* Your tasks *
#1 Repeat the stretch of the column on Michigan road funding from "But, if past" through "in the nation.", swapping "magician" for "wizard".
#2 Write the next part of the column on Michigan road funding, carrying on from its final sentence.

* Passage *

================

Many Michigan residents grew tired of that phrase last summer and fall as now-Gov. Gretchen Whitmer used it at every campaign stop she made.

Now in office for a month, residents will look to her in the weeks and months ahead to see just what is her plan is to make road repairs happen.

But, if past history provides any insight, unless she is a magician who can pull a rabbit from a hat, it won’t be easy.

This week, I cringed reading a newspaper story in which four former state legislators of both parties called for a 47-cent increase to the fuel tax over nine years that would raise an additional $2.5 billion in annual spending.

More specifically, the plan calls for hiking the 26-cents-a-gallon gasoline and diesel taxes by 7 cents in 2020, followed by yearly 5-cent increases through 2028.

Now, keep in mind, Michigan motorists already pay the sixth-highest taxes on fuel in the country and a recent study by IvI5, a company that makes maps for autonomous vehicles, ranked Michigan’s roads as being the worst in the nation.

It is not as if state legislators have ignored the issue over the years. In 2015, the Legislature approved laws raising road funding that has been implemented in stages … leading up to 2021, when $600 million will be available from the general fund. That will be made up from a 20-percent increase in vehicle registration fees and a 7.3-cent increase in fuel taxes.

It doesn’t take a rocket scientist to understand where much of the problem lies. Michigan does not allocate all of its gas tax money for roads. Much of the money also is being used in education funding.

To his credit, new Michigan Department of Transportation Director Paul Ajegba — a 29-year MDOT veteran — knows his job isn’t going to be easy. He is well aware of past efforts, the history behind those that failed, and the need to balance revenue with road funding.

================

* Image annotation data *

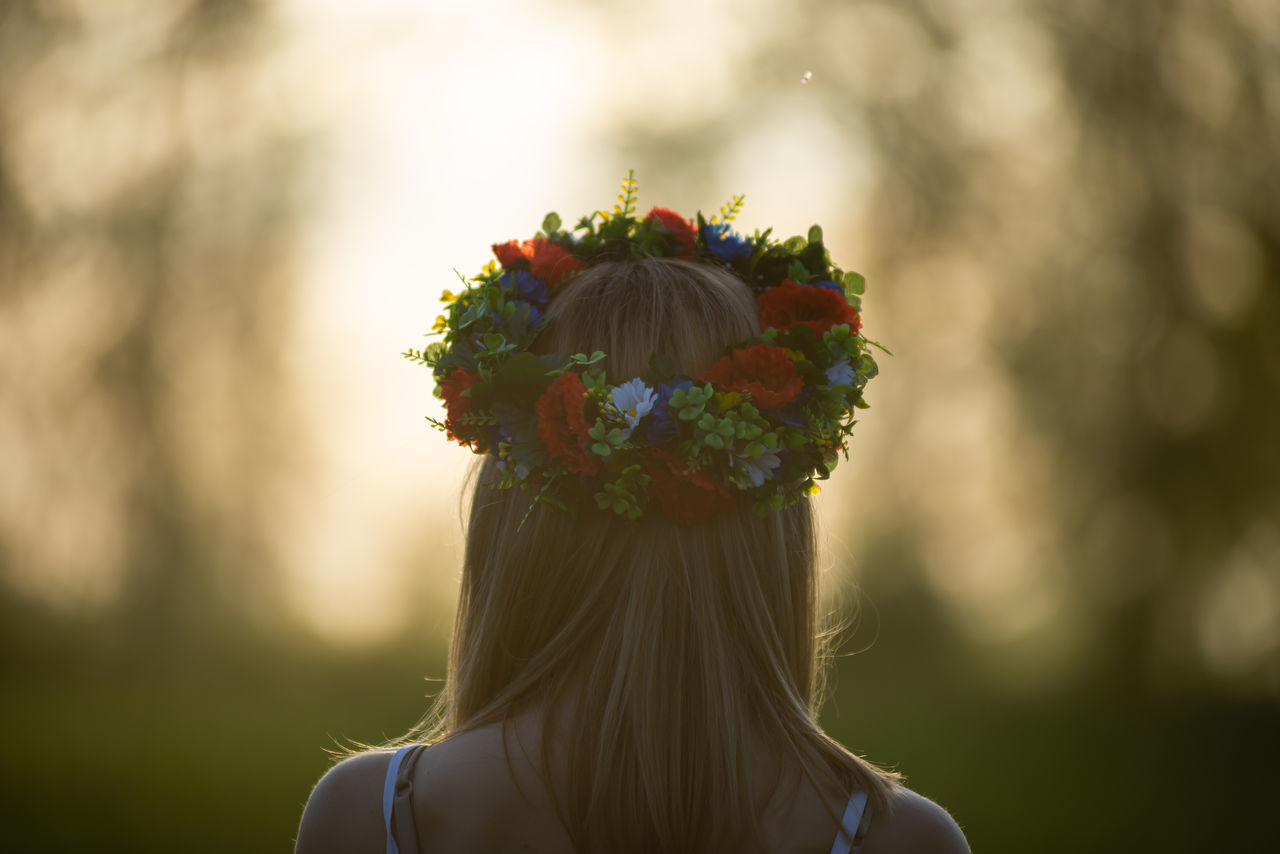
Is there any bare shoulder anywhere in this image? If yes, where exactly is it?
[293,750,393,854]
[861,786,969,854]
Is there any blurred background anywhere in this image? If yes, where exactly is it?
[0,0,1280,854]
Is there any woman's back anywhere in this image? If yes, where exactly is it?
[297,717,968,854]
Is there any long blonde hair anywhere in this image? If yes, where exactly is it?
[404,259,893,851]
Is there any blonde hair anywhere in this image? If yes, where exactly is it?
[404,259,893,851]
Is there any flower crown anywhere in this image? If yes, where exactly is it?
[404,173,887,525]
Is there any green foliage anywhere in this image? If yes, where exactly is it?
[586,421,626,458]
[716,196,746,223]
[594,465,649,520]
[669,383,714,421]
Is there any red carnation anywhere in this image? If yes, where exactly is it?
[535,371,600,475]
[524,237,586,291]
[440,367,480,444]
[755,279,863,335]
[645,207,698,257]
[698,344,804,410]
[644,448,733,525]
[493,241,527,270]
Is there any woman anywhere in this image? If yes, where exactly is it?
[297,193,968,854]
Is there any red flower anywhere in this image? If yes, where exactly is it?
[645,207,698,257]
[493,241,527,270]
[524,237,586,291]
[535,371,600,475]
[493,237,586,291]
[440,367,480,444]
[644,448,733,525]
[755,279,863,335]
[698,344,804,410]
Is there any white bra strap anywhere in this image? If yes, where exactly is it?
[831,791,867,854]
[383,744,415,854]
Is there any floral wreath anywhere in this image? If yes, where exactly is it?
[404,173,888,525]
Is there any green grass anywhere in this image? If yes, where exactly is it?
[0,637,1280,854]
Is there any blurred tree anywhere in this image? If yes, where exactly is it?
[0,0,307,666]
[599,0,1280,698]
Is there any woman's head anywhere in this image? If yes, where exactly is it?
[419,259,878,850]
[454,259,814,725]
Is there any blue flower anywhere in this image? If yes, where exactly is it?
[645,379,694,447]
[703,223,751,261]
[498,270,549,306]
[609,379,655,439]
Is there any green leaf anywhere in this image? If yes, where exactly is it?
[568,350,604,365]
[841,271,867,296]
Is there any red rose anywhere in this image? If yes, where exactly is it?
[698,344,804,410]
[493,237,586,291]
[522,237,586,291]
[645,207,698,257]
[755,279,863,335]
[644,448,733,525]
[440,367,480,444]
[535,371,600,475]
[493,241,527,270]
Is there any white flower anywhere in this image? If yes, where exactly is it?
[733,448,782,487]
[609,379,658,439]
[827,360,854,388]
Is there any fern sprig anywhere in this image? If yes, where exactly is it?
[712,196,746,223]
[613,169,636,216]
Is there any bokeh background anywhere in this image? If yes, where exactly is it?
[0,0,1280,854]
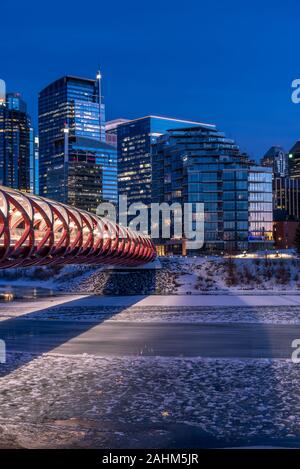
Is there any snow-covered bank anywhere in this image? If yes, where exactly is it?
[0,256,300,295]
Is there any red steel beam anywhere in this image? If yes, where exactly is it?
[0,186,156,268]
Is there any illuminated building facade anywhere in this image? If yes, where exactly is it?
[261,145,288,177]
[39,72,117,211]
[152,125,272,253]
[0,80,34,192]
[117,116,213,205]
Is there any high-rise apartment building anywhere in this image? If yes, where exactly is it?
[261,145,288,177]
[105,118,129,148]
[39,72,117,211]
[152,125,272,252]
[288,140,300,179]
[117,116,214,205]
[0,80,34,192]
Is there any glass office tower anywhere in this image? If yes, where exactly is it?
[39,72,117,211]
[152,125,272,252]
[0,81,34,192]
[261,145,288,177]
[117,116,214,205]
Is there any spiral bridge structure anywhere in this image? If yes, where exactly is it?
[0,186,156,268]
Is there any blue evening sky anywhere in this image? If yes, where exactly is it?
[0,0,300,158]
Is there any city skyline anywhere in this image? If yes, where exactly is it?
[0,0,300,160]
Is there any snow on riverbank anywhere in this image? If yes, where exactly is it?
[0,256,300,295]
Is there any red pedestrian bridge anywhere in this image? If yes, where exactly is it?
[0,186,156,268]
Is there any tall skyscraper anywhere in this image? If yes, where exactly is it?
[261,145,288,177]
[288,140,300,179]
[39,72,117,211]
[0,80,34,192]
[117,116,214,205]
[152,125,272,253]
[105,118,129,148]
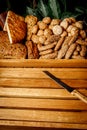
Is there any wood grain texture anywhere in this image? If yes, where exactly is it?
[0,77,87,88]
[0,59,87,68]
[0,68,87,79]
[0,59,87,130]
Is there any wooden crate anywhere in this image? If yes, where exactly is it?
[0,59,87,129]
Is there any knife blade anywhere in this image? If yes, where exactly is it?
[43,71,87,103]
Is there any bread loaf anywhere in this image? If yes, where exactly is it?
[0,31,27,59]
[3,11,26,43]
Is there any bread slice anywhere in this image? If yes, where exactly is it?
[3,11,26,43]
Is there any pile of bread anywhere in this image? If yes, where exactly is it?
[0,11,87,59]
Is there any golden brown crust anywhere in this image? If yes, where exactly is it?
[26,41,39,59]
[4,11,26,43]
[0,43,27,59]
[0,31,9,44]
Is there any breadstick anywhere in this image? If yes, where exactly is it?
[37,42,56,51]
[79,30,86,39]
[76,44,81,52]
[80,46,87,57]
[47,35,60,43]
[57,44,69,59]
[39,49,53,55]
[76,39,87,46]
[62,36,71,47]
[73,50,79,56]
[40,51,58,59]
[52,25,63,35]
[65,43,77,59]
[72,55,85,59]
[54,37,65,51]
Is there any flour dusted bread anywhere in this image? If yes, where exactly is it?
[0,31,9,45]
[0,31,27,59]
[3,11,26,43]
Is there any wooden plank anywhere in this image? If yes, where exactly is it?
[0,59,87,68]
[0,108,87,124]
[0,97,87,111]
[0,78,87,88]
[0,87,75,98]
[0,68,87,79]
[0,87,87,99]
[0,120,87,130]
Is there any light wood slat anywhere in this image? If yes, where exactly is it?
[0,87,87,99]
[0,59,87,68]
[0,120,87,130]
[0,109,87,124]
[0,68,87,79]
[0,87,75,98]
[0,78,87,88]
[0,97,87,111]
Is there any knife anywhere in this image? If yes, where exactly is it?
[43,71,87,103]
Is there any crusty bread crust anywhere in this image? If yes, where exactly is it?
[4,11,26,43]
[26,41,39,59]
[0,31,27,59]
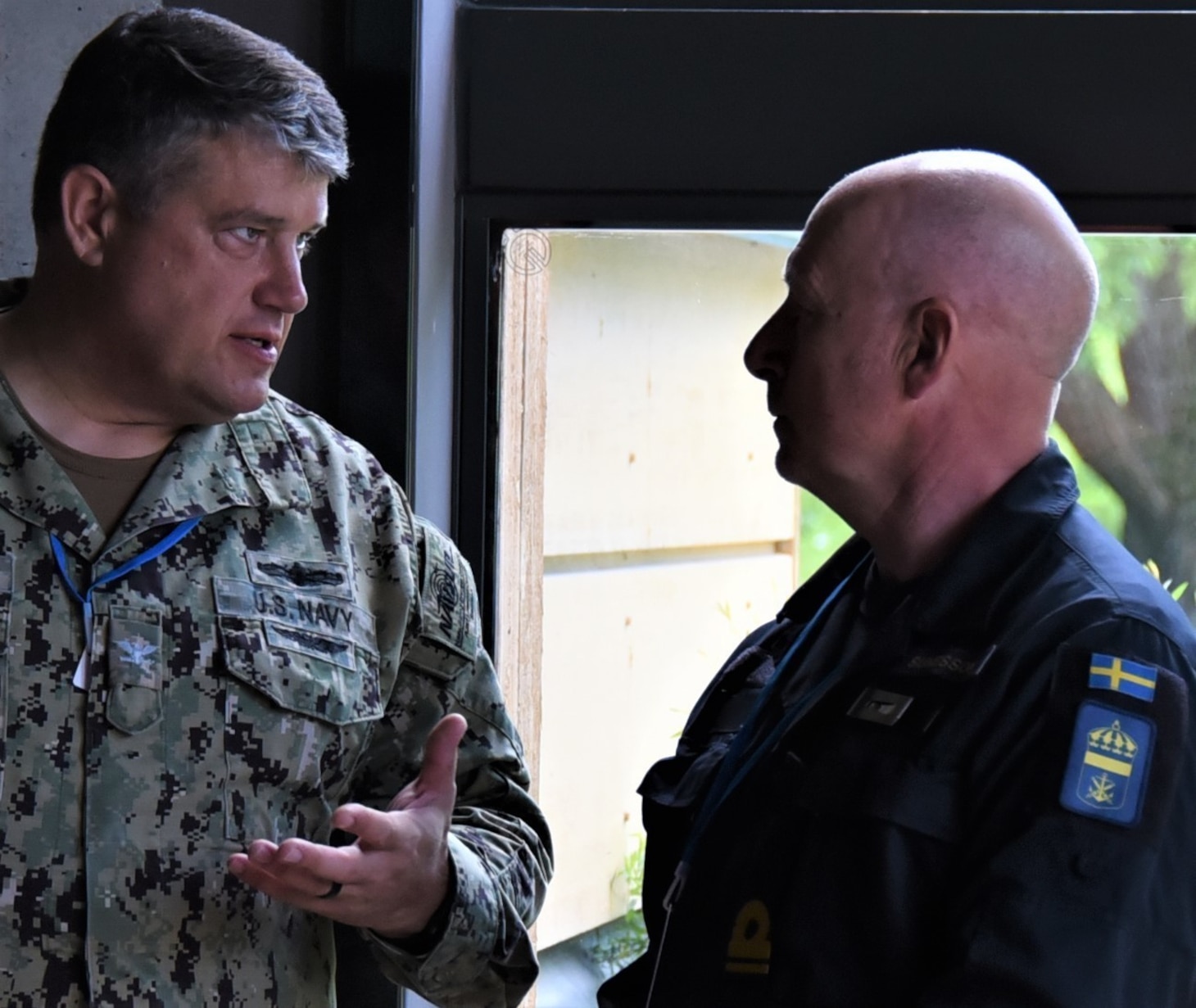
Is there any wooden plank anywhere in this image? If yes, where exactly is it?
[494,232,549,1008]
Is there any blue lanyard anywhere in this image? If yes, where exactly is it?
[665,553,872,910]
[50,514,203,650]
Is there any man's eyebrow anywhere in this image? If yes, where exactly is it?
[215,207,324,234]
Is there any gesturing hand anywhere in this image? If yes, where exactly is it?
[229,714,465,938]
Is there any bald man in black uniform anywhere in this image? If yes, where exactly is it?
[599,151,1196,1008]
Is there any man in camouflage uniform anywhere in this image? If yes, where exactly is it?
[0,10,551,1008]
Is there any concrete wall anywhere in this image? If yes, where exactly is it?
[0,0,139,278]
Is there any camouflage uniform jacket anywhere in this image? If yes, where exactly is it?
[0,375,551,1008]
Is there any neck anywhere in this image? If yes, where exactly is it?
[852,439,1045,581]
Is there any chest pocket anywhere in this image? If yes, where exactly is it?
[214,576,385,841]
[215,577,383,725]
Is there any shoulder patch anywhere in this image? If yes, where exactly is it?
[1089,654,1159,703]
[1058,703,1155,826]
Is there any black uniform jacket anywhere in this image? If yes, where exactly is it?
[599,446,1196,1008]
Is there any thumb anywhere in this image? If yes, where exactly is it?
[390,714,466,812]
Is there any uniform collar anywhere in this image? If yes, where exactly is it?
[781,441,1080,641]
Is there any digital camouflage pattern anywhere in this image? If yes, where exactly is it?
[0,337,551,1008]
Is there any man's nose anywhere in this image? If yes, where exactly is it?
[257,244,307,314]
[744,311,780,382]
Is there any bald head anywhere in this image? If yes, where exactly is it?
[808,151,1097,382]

================

* Results for the exercise *
#1
But, if past history provides any insight, unless she is a wizard who can pull a rabbit from a hat, it won’t be easy.

This week, I cringed reading a newspaper story in which four former state legislators of both parties called for a 47-cent increase to the fuel tax over nine years that would raise an additional $2.5 billion in annual spending.

More specifically, the plan calls for hiking the 26-cents-a-gallon gasoline and diesel taxes by 7 cents in 2020, followed by yearly 5-cent increases through 2028.

Now, keep in mind, Michigan motorists already pay the sixth-highest taxes on fuel in the country and a recent study by IvI5, a company that makes maps for autonomous vehicles, ranked Michigan’s roads as being the worst in the nation.

#2
I appreciate a story I read this week in the Detroit News in which Ajegba stressed the need for new ideas, new perspectives and new solutions as he and state leaders try to address the problem.

“Regardless of how much funding we get, we’re going to have to continue to raise the bar on innovation,” Ajegba was quoted as saying in the story.

I wish him luck with that.

I agree it is needed, and I will be rooting for him all the way to make it succeed.

But, again, history is an ugly “kick in the pants” when it comes to Michigan road funding over the years.

Finding a Michigan pothole is easy. Finding the quarters to purchase the patch to fill those potholes has been much harder.

State residents will get their first clues as to what the new governor has in mind probably Feb. 12, when she delivers her first State of the State address.

With the responsibility to have her first budget prepared for the Legislature in March, whatever we hear in February should be outlined in more detail in that budget proposal.

Hopefully, by next year, “fix the damn roads” will be a slogan long forgotten.